[Problem details]
For each of the following statements, say yes or no to whether it agrees with the article on Shantiraj Khosla, and quote the words of the article that decide it. 1. Khosla's first Odia film was Wrong Number. 2. Khosla won the Odisha State Film Awards-2018 for the film Jai Hind. 3. Khosla tested positive for COVID on 22 May.

[Source document]
- Born: 7 October 1966 Jeypore, Odisha
- Died: 27 May 2021 (aged 54) Cuttack
- Known for: Odia music director and singer
- Spouse: Sagarika Khosla
- Children: Shruti Prasarini
- Parents: Martin Khosla (father); Sabitri Khosla (mother);
- Awards: Odisha State Film Awards, 2018

= Shantiraj Khosla =

Indian music composer (1966–2021)

Shantiraj Khosla (7 October 1966 - 27 May 2021) was an Indian music composer and singer who mainly worked in the Odia film and music industry.

== Early life ==
Shantiraj was born on 7 October 1966, in Jeypore, Odisha, India. He was a student of Vikram Dev College, Jeypore.

== Career ==
Khosla was a guitarist and mandolin player. He started his musical career with Akashvani Jaipur. Later he came to Cuttack and learned Hindustani classical music. After that, he started composing some Odia music albums, bhajans. In 2002, he started composing Odia film songs. His first Odia film was Wrong Number. He has worked in more than 20 movies and around 2,000 Odia album songs.

In 2019, he won the Odisha State Film Awards-2018 for Odia film Pheria.

=== Composer ===
- 2014: Jai Hind
- 2012: ACP Ranveer
- 2011: Baishi Pahache Kheliba Mina
- 2010: Tora More Jodi Sundara
- 2010: Aakhi Palakare Tu
- 2010: Don
- 2009: Keun Dunia Ru Asila Bandhu
- 2008: Mate Ani Dela Lakhye Faguna
- 2008: Mu Sapanara Soudagar
- 2008: Dhanare Rakhibu Sapatha Mora
- 2007: Bandhu (Odia part)
- 2007: To Bina Mo Kahani Addha
- 2002: Wrong Number

== Death ==
Khosla died from COVID-19 related issues at SCB Medical college and Hospital, Cuttack on 27 May 2021, during its pandemic in India. He tested COVID positive on 19 May and was in home isolation when was rushed to SCB Medical after he developed health complications on 22 May.

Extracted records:
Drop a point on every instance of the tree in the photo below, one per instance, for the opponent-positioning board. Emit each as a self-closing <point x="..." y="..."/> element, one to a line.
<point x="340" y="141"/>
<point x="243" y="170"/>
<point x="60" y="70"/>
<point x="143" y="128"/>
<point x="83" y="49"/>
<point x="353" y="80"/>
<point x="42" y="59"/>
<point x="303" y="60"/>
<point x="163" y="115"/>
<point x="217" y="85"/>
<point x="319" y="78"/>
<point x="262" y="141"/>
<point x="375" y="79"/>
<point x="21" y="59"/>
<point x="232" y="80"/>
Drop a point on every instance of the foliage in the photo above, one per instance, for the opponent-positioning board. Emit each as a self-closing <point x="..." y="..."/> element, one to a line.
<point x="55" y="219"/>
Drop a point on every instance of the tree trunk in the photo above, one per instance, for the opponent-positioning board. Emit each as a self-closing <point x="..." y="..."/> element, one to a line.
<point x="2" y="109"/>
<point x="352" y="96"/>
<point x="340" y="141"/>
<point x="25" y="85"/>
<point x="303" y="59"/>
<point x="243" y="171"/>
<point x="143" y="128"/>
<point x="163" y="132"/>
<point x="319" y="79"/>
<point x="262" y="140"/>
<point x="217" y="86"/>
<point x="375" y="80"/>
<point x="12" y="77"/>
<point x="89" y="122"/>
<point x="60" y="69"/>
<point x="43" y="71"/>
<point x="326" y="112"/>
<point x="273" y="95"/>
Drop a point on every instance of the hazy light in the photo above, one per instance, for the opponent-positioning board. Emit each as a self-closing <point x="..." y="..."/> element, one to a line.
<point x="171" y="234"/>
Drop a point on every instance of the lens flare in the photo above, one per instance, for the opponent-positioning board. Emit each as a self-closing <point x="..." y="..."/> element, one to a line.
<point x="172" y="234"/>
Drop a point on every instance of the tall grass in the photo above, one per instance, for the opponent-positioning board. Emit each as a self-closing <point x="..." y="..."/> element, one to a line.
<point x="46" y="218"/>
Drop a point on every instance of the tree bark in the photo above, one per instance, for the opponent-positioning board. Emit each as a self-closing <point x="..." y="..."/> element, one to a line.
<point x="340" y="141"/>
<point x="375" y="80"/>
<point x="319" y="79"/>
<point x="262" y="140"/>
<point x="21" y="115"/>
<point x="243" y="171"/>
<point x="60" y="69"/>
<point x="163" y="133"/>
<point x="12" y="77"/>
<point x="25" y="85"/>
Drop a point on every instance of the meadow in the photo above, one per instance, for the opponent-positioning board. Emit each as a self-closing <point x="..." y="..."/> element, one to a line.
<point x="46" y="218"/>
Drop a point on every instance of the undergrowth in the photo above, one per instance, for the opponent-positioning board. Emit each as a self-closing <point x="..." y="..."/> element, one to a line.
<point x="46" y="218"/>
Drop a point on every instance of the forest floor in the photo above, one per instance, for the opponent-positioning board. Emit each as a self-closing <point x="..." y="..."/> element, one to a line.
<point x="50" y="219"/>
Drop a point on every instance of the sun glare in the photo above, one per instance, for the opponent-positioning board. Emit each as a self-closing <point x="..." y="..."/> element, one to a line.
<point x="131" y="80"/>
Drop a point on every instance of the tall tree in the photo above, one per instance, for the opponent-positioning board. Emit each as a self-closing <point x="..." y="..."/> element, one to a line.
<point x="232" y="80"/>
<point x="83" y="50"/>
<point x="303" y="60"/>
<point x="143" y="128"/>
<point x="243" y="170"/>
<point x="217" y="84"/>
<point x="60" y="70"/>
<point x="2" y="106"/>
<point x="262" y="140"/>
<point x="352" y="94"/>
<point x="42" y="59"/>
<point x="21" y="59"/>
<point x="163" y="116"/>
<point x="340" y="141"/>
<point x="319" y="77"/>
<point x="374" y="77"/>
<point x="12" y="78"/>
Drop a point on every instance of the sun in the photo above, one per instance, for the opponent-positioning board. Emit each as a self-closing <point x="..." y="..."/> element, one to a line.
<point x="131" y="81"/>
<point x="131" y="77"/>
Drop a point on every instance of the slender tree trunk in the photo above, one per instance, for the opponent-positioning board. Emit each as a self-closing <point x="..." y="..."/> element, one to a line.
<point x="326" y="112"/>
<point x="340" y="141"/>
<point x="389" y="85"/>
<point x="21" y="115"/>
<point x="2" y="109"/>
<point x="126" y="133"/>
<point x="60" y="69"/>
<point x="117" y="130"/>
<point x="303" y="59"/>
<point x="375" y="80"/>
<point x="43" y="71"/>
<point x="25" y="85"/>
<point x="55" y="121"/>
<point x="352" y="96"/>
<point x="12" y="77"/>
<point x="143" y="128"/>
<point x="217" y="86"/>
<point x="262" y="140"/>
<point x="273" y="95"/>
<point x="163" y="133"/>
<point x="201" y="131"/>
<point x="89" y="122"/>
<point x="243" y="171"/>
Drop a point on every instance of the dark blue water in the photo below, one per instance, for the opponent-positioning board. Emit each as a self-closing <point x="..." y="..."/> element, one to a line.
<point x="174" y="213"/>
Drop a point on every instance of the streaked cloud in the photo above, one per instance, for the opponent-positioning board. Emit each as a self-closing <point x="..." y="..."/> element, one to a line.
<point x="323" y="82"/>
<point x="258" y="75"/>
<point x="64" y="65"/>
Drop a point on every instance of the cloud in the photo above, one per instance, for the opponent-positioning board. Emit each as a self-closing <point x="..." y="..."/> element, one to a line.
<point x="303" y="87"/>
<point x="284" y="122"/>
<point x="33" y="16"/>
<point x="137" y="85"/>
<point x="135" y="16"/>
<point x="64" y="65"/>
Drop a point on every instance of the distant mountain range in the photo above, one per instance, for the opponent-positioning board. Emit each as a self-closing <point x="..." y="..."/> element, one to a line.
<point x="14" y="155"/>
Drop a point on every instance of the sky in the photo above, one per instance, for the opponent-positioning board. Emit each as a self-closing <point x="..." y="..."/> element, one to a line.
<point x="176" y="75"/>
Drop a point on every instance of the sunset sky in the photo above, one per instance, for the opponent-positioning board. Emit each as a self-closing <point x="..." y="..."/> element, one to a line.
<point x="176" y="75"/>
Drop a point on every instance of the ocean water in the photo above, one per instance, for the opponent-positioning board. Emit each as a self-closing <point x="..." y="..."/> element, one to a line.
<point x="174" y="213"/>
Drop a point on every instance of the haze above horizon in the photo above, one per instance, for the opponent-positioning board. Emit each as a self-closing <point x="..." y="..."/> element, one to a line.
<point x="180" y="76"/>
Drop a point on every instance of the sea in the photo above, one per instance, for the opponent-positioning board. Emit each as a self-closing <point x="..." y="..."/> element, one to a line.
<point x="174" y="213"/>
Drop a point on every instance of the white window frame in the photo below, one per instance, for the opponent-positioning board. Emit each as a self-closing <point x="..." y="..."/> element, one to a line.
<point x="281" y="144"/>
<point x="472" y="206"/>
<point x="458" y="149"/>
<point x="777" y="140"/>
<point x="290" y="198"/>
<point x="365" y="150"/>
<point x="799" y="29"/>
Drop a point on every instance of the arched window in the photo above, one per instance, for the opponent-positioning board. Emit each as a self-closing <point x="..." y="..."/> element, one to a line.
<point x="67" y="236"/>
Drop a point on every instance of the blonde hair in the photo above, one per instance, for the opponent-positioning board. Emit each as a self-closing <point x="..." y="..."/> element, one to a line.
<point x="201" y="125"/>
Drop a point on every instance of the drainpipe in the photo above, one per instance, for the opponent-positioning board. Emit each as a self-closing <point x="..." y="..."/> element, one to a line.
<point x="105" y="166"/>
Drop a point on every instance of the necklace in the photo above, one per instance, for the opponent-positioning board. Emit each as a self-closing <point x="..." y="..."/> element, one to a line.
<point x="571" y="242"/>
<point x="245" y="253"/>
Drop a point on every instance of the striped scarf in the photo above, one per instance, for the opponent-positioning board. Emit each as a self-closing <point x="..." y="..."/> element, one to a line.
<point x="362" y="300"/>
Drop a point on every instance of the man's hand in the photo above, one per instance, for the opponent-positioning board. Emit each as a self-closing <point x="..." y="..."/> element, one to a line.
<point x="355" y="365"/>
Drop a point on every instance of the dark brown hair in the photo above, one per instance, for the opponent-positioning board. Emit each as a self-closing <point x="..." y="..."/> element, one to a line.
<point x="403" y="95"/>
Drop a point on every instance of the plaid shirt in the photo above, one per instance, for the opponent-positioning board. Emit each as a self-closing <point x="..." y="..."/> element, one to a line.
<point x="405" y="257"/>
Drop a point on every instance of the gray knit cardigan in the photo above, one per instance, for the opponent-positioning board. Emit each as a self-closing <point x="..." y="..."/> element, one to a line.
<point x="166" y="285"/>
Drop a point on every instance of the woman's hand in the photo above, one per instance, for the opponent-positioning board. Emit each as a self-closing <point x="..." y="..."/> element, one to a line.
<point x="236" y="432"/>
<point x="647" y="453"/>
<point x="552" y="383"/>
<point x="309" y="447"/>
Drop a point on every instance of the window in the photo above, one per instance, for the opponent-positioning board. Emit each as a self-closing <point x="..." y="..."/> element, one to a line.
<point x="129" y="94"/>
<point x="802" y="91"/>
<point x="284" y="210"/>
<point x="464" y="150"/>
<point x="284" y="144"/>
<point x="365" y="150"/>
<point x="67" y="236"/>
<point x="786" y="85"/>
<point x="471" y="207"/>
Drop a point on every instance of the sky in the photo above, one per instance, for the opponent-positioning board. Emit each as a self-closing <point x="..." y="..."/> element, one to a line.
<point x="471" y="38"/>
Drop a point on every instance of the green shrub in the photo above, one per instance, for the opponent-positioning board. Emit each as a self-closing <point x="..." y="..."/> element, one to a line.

[Written response]
1. Yes: "His first Odia film was Wrong Number."
2. No: "In 2019, he won the Odisha State Film Awards-2018 for Odia film Pheria."
3. No: "He tested COVID positive on 19 May"